■ **Supplied passage**:
--------------------------------------------------

Protecting MEMS with Parylene Coatings: No Small Feat
Posted by Sean Horn
Friday, February 27, 2015 1:08
@ 1:08 PM
As engineers continue to seek out the most powerful technologies packed into the smallest footprints possible, the use of microelectromechanical systems (MEMS) are on the rise. At the forefront of progress in miniaturization, MEMS enable small form factors without sacrificing precision and reliability. In many cases, MEMS technologies even offer an increase in performance over their larger, traditional counterparts. MEMS technologies can also be produced at low cost, owing to the use of semiconductor fabrication methods.
Despite the myriad advantages of MEMS, their relatively small scale can expose weaknesses such as sensitivity to environmental factors. Indeed, moisture, corrosion, and dust can all affect the performance and structure of a MEMS device. To combat these hazards, it is necessary to integrate some form of protection into products that feature MEMS technology. The most common method of such protection comes in the form of coating of MEMS products with parylene conformal coating.
Parylene coating presents an optimal choice for MEMS applications due to its range of desirable properties and application process. A vapor deposition process is employed to apply parylene to the substrate. This particular process ultimately produces a uniform and truly conformal coating, eliminating any potential pooling or void areas.

--------------------------------------------------

■ **Information shown**:

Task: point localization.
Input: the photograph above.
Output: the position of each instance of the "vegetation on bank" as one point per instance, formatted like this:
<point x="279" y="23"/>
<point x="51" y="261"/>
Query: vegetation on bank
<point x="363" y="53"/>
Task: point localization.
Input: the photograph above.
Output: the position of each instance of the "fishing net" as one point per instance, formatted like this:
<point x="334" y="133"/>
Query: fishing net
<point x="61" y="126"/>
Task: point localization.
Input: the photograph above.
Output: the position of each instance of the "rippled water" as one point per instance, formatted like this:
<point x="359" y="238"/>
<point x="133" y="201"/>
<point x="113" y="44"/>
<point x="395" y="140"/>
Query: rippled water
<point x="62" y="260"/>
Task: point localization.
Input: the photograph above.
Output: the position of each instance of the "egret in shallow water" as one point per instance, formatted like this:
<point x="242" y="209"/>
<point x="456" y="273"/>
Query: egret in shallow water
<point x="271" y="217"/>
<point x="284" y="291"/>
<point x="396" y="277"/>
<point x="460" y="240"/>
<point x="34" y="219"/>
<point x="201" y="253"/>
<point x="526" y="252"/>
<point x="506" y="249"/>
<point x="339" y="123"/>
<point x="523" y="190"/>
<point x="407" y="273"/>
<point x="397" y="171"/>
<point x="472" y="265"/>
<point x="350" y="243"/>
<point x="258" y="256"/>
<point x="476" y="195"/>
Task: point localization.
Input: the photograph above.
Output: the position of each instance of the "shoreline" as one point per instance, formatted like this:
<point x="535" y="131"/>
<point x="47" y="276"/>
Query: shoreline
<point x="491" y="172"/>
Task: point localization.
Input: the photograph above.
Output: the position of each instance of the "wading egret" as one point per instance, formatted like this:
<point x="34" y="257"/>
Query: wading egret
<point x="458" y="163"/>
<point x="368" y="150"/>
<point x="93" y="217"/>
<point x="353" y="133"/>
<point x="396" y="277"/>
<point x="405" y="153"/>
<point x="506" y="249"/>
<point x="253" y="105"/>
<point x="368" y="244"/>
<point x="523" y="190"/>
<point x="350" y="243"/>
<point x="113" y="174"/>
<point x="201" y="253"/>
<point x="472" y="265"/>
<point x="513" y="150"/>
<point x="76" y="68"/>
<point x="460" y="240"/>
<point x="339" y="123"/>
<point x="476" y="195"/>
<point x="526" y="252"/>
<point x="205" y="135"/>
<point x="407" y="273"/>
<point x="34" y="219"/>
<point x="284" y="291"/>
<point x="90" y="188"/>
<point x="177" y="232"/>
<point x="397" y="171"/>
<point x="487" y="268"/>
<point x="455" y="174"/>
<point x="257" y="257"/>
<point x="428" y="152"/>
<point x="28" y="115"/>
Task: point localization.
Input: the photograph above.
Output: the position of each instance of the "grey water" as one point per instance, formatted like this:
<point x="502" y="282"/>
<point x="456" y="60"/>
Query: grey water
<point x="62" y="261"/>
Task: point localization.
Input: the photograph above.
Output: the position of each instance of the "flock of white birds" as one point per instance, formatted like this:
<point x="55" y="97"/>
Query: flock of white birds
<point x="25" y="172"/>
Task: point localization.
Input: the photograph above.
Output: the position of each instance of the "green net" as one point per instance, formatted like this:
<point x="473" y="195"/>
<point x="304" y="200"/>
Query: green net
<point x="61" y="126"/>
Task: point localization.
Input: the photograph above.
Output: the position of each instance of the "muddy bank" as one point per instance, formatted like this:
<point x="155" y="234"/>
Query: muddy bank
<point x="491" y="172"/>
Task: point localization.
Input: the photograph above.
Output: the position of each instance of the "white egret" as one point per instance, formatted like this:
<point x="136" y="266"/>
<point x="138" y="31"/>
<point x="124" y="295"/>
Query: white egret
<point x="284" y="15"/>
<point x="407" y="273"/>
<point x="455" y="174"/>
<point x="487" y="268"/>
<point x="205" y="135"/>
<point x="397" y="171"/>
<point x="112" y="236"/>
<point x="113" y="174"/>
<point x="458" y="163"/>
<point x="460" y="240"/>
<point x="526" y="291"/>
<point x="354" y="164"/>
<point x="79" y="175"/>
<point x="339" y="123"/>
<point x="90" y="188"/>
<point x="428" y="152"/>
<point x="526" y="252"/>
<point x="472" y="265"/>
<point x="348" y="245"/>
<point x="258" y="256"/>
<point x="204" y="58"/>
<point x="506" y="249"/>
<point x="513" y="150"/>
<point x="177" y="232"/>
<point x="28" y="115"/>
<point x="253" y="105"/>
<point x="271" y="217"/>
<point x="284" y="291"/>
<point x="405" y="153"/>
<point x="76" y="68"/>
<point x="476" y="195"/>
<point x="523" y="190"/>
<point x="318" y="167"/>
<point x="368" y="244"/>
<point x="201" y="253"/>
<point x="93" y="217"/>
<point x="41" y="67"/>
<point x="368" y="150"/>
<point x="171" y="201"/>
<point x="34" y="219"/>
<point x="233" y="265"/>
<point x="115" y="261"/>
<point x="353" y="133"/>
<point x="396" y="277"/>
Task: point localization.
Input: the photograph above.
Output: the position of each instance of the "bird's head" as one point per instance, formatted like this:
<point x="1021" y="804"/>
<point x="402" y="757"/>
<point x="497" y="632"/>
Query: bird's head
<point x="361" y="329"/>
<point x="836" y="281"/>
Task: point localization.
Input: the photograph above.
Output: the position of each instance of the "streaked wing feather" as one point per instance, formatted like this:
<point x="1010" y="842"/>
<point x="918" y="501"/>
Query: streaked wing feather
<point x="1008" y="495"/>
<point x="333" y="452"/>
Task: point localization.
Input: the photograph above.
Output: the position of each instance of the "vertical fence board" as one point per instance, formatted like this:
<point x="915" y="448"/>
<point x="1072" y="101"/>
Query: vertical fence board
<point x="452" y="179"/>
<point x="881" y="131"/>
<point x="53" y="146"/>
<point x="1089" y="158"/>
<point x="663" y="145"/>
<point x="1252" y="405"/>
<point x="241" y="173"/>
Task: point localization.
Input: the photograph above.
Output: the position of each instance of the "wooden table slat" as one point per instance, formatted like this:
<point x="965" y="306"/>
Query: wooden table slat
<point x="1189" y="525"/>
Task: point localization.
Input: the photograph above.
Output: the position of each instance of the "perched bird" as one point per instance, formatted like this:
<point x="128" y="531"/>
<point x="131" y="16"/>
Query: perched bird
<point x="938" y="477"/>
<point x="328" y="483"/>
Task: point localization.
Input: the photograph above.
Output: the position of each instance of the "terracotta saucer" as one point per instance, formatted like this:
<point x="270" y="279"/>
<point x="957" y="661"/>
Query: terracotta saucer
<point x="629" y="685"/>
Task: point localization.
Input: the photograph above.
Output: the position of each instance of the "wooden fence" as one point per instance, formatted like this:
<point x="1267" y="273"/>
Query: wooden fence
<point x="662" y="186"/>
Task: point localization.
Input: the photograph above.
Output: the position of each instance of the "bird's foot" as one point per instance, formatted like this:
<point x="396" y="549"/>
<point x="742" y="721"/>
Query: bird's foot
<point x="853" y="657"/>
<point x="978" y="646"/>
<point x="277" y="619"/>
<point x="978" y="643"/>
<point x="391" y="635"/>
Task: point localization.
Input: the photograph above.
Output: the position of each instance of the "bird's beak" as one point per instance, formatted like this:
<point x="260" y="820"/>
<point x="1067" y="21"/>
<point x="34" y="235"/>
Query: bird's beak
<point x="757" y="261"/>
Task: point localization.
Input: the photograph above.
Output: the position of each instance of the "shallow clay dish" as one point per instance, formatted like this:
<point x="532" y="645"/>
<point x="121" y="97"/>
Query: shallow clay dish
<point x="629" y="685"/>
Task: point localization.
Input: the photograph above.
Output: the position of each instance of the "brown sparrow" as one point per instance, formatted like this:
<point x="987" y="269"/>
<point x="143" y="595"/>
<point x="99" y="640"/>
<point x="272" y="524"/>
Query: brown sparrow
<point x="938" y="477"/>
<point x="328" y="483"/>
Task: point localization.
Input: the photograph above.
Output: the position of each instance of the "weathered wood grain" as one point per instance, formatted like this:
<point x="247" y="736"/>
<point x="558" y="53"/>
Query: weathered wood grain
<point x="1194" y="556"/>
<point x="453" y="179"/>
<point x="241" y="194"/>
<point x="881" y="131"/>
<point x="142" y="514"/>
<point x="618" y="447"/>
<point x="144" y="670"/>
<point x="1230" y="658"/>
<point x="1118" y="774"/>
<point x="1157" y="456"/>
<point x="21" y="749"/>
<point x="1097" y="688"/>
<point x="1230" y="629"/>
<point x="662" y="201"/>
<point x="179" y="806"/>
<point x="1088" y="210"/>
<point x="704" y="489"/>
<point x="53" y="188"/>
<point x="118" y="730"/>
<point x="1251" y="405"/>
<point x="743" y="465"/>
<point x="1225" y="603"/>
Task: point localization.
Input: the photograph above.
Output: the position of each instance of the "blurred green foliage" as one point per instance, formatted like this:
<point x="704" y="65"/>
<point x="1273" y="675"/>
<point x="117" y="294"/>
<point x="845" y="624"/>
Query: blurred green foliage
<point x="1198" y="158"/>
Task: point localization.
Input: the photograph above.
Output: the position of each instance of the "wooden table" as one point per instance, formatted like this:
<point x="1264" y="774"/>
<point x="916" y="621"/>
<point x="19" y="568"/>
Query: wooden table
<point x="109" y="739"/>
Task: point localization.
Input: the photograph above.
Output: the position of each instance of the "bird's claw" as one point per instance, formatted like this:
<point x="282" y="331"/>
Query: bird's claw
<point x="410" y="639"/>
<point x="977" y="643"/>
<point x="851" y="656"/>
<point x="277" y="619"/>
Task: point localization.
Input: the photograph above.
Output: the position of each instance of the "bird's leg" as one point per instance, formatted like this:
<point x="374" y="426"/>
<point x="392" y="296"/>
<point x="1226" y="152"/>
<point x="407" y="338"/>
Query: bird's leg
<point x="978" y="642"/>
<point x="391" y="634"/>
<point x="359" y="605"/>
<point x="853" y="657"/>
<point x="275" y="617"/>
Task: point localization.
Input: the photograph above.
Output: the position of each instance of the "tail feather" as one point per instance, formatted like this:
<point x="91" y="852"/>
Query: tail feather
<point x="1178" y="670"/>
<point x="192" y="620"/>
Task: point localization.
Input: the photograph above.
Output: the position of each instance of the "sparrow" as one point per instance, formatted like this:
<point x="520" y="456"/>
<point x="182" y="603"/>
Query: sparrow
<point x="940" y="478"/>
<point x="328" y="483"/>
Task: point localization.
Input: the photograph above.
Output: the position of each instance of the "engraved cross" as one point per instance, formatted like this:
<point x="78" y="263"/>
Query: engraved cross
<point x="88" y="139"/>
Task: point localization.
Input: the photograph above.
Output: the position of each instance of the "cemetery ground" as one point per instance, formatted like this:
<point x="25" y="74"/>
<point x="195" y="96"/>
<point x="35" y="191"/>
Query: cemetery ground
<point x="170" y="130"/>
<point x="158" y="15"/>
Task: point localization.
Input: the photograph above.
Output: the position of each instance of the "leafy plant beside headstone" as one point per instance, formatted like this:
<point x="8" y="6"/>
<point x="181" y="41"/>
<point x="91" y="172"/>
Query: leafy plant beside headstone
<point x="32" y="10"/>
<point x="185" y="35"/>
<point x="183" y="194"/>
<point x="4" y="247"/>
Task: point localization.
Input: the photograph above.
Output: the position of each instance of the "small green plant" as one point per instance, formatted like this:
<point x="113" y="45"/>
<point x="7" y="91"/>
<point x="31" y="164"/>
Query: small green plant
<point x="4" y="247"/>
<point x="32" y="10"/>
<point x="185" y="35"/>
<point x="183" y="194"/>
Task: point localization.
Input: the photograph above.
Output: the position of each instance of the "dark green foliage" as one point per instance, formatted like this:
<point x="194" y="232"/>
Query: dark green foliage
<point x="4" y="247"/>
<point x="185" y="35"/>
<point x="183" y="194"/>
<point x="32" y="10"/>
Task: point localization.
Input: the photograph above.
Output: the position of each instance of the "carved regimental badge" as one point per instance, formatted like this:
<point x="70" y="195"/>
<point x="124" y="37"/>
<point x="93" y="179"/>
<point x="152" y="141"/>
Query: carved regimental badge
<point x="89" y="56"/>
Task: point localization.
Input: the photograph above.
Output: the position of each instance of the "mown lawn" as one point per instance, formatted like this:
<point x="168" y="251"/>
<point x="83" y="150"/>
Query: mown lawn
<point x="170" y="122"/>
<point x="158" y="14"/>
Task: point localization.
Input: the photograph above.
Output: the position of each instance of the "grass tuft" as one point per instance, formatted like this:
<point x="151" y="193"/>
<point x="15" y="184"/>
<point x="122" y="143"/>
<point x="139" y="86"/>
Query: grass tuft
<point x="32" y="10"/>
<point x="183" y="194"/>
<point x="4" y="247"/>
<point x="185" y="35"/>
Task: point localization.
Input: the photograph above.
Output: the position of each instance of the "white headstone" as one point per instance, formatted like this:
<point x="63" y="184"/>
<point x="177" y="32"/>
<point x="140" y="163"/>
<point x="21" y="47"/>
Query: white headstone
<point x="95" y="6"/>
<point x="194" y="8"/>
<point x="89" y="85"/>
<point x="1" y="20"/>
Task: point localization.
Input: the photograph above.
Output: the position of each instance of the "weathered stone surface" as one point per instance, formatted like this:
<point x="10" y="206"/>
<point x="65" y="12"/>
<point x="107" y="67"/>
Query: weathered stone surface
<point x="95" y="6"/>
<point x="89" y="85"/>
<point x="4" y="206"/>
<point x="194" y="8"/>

--------------------------------------------------

■ **Your tasks**:
A - Answer these questions from the parylene article:
(i) According to the article, what allows MEMS technologies to be produced at low cost?
(ii) Which three hazards does the article say can affect the performance and structure of a MEMS device?
(iii) What process is used to apply parylene to the substrate?
B - Reproduce the portion of the parylene article starting with "Parylene coating presents" and going on through "or void areas.".

■ **Responses by item number**:
A -
(i) The use of semiconductor fabrication methods.
(ii) Moisture, corrosion, and dust.
(iii) A vapor deposition process.

B -
Parylene coating presents an optimal choice for MEMS applications due to its range of desirable properties and application process. A vapor deposition process is employed to apply parylene to the substrate. This particular process ultimately produces a uniform and truly conformal coating, eliminating any potential pooling or void areas.